(GIVEN TEXT):
....................
[loc-en-dev] A ISO639 3-letter code which has a 2-letter code

Yoshito Umaoka y.umaoka at gmail.com
Sun Mar 8 19:55:47 PDT 2009


The current JavaDoc for Locale constructors defines the language 
parameter is lowercase two-letter ISO-639 code.  The actual 
implementation convert the language code string to lowercase, but it 
does not check the length nor it's a valid ISO639.1 language code.  So 
you can use any arbitrary string as a language.

For supporting BCP47 language tag, we should update the description and 
explain that valid BCP47 langtag can be used, also in the existing 
constructor.  (This change itself does not introduce any implementation 
changes.. just documentation.)

The Locale constructor maps input language code "he" to "iw" for 
stability reason.  No matter you use "he" or "iw" as language code, 
Locale#getLanguage() returns "iw" for Hebrew language.  This 
implementation is tricky, but it also prevent two canonically equivalent 
Locales are created via APIs.

Now, we need to figure out what to do with ISO639 3-letter language 
codes which have ISO639.1 2-letter codes.  For example, English has 
ISO639.1 code "en" as well as ISO639.2/639.3 code "eng".  BCP47 itself 
prohibit a 3 letter code is used for a language if it has 2-letter version.

I think there are several possible options for this problem.

In Locale constructors -

1. Do nothing.  Locale constructors do not check if an input 3-letter 
language code has a 2-letter version.
2. Map. Locale constructors map 3-letter language code if there is 
2-letter version available.

In Builder#setLanguage

1. Do nothing.  Builder only checks if the given language code is 
well-formed (2*8ALPHA)
2. Map.  Builder maps 3-letter language code if there is 2-letter 
version available.
3. Invalidate.  Builder check if the input 3-letter language code has a 
2-letter version and throws an exception if exists.

In Locale#toLanguageTag

1. Do nothing.  toLanguageTag() only checks if the given language code 
is well-formed (2*8ALPHA)
2. Map.  toLanguageTag() maps 3-letter language code if there is 
2-letter version available.
....................
(DATA):
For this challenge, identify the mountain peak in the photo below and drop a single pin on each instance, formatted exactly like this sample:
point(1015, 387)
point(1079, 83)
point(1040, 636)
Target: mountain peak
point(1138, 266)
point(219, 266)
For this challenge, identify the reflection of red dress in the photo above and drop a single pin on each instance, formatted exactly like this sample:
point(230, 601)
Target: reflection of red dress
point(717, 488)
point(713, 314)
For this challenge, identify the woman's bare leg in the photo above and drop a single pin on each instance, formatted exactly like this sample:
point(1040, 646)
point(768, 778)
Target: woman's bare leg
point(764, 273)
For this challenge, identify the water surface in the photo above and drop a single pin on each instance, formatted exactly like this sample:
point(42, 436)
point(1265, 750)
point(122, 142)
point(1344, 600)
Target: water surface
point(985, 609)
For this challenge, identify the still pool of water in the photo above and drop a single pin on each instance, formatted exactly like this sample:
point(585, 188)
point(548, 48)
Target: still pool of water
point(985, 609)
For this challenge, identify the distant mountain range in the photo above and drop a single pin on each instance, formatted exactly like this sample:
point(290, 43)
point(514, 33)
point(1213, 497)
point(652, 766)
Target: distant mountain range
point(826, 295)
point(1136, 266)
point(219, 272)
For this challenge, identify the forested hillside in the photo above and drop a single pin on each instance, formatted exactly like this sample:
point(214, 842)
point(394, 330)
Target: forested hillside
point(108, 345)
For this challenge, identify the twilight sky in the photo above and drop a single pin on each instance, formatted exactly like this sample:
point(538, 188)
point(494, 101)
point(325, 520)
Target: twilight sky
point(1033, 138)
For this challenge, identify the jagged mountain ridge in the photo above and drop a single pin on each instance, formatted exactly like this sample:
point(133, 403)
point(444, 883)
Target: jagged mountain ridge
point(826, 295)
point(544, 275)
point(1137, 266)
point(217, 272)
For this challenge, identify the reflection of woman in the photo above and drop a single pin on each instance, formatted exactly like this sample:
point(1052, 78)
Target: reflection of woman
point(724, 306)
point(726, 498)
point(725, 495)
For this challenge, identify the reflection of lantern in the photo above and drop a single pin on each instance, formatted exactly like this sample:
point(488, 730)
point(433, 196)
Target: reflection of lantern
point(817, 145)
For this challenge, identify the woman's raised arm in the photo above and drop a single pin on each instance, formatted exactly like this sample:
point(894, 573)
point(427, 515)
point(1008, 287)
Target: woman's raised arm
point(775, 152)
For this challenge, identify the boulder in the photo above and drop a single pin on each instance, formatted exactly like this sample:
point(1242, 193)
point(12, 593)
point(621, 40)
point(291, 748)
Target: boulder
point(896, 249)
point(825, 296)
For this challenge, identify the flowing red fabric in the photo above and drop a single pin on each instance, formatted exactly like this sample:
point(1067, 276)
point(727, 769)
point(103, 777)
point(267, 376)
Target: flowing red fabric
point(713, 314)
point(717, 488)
....................
(GIVEN TASK 1):
In the mailing list post on ISO 639 language codes, what does Locale#getLanguage() return for the Hebrew language?
(GIVEN TASK 2):
Rewrite the part of the mailing list post starting at "The current JavaDoc" and ending at "changes.. just documentation.)", putting "reference documentation" in place of "JavaDoc".
(GIVEN TASK 3):
Which options does the mailing list post list for Builder#setLanguage?

(EXPECTED ANSWER 1):
"iw"

(EXPECTED ANSWER 2):
The current reference documentation for Locale constructors defines the language 
parameter is lowercase two-letter ISO-639 code.  The actual 
implementation convert the language code string to lowercase, but it 
does not check the length nor it's a valid ISO639.1 language code.  So 
you can use any arbitrary string as a language.

For supporting BCP47 language tag, we should update the description and 
explain that valid BCP47 langtag can be used, also in the existing 
constructor.  (This change itself does not introduce any implementation 
changes.. just documentation.)

(EXPECTED ANSWER 3):
Do nothing; Map; Invalidate